### Raw data

----------------

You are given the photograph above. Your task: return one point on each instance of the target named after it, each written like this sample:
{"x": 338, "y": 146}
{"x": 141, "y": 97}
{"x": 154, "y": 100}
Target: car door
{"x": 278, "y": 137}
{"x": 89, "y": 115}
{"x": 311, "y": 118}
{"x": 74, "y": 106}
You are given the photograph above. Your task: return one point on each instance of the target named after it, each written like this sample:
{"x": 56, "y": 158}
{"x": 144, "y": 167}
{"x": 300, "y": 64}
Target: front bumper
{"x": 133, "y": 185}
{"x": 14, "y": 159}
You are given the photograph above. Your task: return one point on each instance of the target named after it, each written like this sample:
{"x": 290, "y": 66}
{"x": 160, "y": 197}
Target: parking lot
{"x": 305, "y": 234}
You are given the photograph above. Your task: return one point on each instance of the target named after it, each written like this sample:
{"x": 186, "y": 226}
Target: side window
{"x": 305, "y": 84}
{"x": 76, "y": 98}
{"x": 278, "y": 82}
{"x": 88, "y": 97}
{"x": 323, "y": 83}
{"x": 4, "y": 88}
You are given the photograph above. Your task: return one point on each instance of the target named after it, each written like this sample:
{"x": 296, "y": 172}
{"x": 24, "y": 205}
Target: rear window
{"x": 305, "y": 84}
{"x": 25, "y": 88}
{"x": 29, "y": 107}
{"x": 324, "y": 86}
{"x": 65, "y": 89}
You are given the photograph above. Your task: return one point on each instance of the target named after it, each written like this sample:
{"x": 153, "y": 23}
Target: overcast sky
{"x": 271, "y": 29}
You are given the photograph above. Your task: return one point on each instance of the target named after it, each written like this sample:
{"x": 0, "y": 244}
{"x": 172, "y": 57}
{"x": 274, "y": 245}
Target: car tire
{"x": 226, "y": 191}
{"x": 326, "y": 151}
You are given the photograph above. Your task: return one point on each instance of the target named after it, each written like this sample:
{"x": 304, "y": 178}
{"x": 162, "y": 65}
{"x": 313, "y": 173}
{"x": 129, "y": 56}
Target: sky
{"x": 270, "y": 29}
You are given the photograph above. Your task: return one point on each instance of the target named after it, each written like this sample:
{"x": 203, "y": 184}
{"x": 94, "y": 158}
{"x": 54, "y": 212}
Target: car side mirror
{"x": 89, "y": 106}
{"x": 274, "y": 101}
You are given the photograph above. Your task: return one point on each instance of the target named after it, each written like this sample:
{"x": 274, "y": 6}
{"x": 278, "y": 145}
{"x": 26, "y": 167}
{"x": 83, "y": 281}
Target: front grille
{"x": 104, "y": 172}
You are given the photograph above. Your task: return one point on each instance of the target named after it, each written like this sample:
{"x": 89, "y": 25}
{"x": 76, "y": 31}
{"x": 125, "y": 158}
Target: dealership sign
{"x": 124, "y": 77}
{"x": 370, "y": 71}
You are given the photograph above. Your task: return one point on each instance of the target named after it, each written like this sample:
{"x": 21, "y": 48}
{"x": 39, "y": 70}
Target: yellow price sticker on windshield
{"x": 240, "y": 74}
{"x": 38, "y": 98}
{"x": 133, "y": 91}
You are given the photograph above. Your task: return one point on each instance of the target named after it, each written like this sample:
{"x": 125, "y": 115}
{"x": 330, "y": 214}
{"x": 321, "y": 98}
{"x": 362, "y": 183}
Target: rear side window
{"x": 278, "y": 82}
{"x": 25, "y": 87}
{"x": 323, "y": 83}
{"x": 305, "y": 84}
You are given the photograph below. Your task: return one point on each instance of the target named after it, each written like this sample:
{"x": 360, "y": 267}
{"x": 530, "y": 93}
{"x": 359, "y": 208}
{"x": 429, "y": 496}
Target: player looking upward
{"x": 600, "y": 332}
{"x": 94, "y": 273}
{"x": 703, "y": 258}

----------------

Exactly reproduce the line containing "Target: car tire" and all lines after it in the material, stopping only at the end.

### Response for this exercise
Target: car tire
{"x": 226, "y": 191}
{"x": 326, "y": 151}
You are given the photograph above. Your task: return one point on each instance of the target named after it, each written like this sample:
{"x": 304, "y": 178}
{"x": 162, "y": 65}
{"x": 313, "y": 173}
{"x": 129, "y": 56}
Target: sky
{"x": 270, "y": 29}
You are given the photograph above. Your task: return one point on each instance of the target named after it, each written like this sample:
{"x": 203, "y": 184}
{"x": 94, "y": 158}
{"x": 54, "y": 212}
Target: car side mirror
{"x": 89, "y": 106}
{"x": 274, "y": 101}
You are given the photograph above. Your task: return one point on each instance of the target named after it, each written like this sample:
{"x": 274, "y": 6}
{"x": 278, "y": 145}
{"x": 26, "y": 167}
{"x": 83, "y": 281}
Target: front grille
{"x": 104, "y": 172}
You are given the photograph above. Your task: return one point on each instance of the target named after it, each written like this sample:
{"x": 89, "y": 25}
{"x": 76, "y": 31}
{"x": 125, "y": 158}
Target: dealership sign
{"x": 124, "y": 77}
{"x": 370, "y": 71}
You are given the photograph above. Your task: return one point on each instance of the target named after it, each written like this sample:
{"x": 21, "y": 48}
{"x": 39, "y": 70}
Target: yellow price sticker on windshield
{"x": 240, "y": 74}
{"x": 38, "y": 98}
{"x": 133, "y": 91}
You are given the photograph above. Your task: return one point on each instance of the target named after it, each written like this sample:
{"x": 125, "y": 115}
{"x": 330, "y": 214}
{"x": 321, "y": 98}
{"x": 362, "y": 183}
Target: rear side window
{"x": 278, "y": 82}
{"x": 25, "y": 87}
{"x": 323, "y": 83}
{"x": 305, "y": 84}
You are given the photograph below. Your task: return one point on each instance of the target named after it, each written like this sample:
{"x": 360, "y": 267}
{"x": 530, "y": 93}
{"x": 359, "y": 208}
{"x": 429, "y": 496}
Target: player looking upward
{"x": 600, "y": 332}
{"x": 94, "y": 273}
{"x": 703, "y": 258}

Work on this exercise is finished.